:: Stated task A ::
Can you format the entries as a numbered list, one line per item with blank lines omitted, beginning at the line that contains "For the benchmark, mark every instance of the palm tree in" and ending with the final line of the entries? Include only those lines.

:: Source extract ::

The horse bows, and soon Pablo Cano emerges from behind the stage to join the rest of his cast: All over the gallery, marionettes stand on the floor, swaying on strings that descend from the ceiling, conversing in shadows on the concrete walls. Cano, who has the quiet, congenial manner of a small-town pastor, becomes as ebullient as a stage mother when he introduces his characters, twirling Jean-Honore Fragonard's strings and fondly patting St. Catherine's shiny cigarette-foil skirt as he walks around the room. A violinist fashioned from an upturned ribbed metal garbage can and fitted with a streamlined oval reading-lamp head sits in the corner. The puppet holds a worn bow that moves mechanically back and forth across its instrument, so that it appears to be playing strains of Vivaldi emitting from a speaker by the wall. A grinning, horned pianist whose body is a Red Devil varnish-remover can bobs over the keyboard of a tiny white grand.
The show, which represents twelve years of work and includes characters from two puppet plays as well as other marionettes and sculpture fashioned from found materials, is Cano's first solo museum exhibition. It's about time; Cano is one of Miami's most ingenious artists, and one of the most neglected in terms of public exposure. A circle of local collectors has long been familiar with his work, which the 36-year-old Miami artist creates in his house in Little Havana, a house adorned with ceramics he fires in his back-yard kiln and neatly packed with chandelier crystals, chair legs, dolls, Clorox bottles, and other castoffs he usually discovers in the street.
"I like to find things accidentally," says Cano, whose round baby face is sharpened by a short beard. "Objects can have new functions. It's almost like life re-creating itself in front of you."
Cano's work obviously follows in the tradition of Picasso's sculpture, Dada objects, surrealist still lifes, and pop art assemblage. It also has common ties with installations by other contemporary artists who use recycled materials, some of whom are represented in a group show, "Tableaux," in MoCA's main gallery. But Cano's intent departs from that of the artists in the other room. Paul McCarthy's mechanized, deformed Native American woman doll, for example, which beats a tom-tom while carrying a man on her back, is an eerie comment on social ills and Disneyish fantasy. And the junk assemblages by the late Ed Kienholz and his wife Nancy Reddin Kienholz are social and political statements that often bring the seamier side of American life into the gallery. But even though Cano says he feels some affinities with the work of the Kienholzes, his imagination resides in a courtly old world populated by princesses, angels, saints, and gallants. Inspired by medieval icons, classical painting, popular mythology, and his parents' yellowed photographs of the privileged life in pre-revolutionary Cuba, he is a committed romantic, a conscious innocent who creates art devoid of cynicism and shy of calculated intellectual concepts.
"I do mean it," Cano insists. "I do place art on an altar and I don't want to take it off that altar. For me, beauty is very important."

:: Stated task B ::
Can you carry on the article about Pablo Cano's marionette exhibition, starting right after its last sentence?

:: Excerpted data ::
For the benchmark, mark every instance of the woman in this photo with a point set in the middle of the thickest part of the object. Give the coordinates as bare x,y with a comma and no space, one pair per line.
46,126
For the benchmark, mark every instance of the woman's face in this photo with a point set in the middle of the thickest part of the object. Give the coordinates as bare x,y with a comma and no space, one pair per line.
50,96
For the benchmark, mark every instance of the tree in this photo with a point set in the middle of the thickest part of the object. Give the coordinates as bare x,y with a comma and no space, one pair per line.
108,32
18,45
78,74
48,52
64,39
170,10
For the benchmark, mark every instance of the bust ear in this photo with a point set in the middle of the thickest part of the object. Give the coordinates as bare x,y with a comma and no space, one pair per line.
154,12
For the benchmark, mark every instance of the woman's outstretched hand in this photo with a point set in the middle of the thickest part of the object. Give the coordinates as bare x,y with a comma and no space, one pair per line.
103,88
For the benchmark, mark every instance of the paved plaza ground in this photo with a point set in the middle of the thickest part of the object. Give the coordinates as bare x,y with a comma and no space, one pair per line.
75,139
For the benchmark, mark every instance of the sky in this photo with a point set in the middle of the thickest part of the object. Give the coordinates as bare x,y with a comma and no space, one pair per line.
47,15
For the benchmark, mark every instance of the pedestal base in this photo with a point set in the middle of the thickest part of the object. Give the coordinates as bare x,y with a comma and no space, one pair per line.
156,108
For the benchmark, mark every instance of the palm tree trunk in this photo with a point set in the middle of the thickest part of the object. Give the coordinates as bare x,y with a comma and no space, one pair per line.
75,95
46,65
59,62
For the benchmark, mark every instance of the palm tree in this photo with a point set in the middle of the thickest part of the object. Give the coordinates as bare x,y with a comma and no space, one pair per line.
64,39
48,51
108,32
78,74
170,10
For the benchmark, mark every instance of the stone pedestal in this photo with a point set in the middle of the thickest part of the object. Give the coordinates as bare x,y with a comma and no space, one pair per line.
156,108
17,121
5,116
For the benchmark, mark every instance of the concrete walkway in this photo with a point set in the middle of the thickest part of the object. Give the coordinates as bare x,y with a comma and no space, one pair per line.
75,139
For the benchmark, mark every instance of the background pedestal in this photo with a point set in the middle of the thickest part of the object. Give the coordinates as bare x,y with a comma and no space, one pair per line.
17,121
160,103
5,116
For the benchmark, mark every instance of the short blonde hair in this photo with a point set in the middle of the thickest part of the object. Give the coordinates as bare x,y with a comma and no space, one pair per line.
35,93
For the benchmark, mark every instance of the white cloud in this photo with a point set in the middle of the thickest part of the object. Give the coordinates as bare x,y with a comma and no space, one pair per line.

:: Written answer A ::
1. For the benchmark, mark every instance of the palm tree in this photo with a point set in the middle of the thickest part of the object. Give the coordinates as bare x,y with a comma and no space, one pair per line.
2. 64,39
3. 48,51
4. 108,32
5. 78,74
6. 170,10
7. For the benchmark, mark every instance of the stone pedestal in this photo with a point set in the middle of the thickest part of the object. Give the coordinates as bare x,y with a comma and no space, one pair per line.
8. 156,108
9. 17,121
10. 5,116
11. For the benchmark, mark every instance of the concrete walkway in this photo with a point set in the middle of the thickest part of the object. Give the coordinates as bare x,y with a comma and no space, one pair per line.
12. 75,139
13. For the benchmark, mark every instance of the background pedestal in this photo with a point set in the middle of the thickest part of the object. Give the coordinates as bare x,y with a comma and no space, one pair per line.
14. 17,121
15. 160,103
16. 5,116
17. For the benchmark, mark every instance of the short blonde hair in this photo with a point set in the middle of the thickest part of the object. Give the coordinates as bare x,y with a comma and no space, one pair per line.
18. 35,93
19. For the benchmark, mark every instance of the white cloud in this photo with a point set in the middle of the thickest part of the object. Give the coordinates as bare x,y with a comma and no space, one pair per line.

:: Written answer B ::
Cano's work is truly enchanting, especially when it is displayed as extensively and thoughtfully as it is at MoCA. But the products of the artist's fairy-tale imagination could be mere saccharine trifles if it weren't for the sophistication with which he works, and his unfailing ingenuity and sense of humor with materials. One character's skirt is a stretched canvas painted on the front with an abstract expressionist design. The back sports a pop art collage of flattened cracker boxes and part of a Danish cookie tin. A gentleman's "gloved" hands are cut from a metal serving tray with a flowered design. A rusty chain lock becomes a dapper pocket-watch fob when attached to a marionette's midsection. One version of the artist's Casanova figure (not included in the show) has a toilet handle for a heart that "flushes" out discarded lovers. Cano points to a perforated ornament glued to the bosom of Marquise de Pompadour, who is made from the kind of round steel air vents found on the roofs of buildings. "See, she's very Cuban, because her brooch is an espresso coffee filter," the artist asserts, straight-faced.
Another character, a trumpeting herald whom Cano employs as a narrator in his puppet plays, has a guitar for a body. The figure immediately recalls Picasso, but Cano says it actually represents his father, Pablo Sr., a classical guitarist.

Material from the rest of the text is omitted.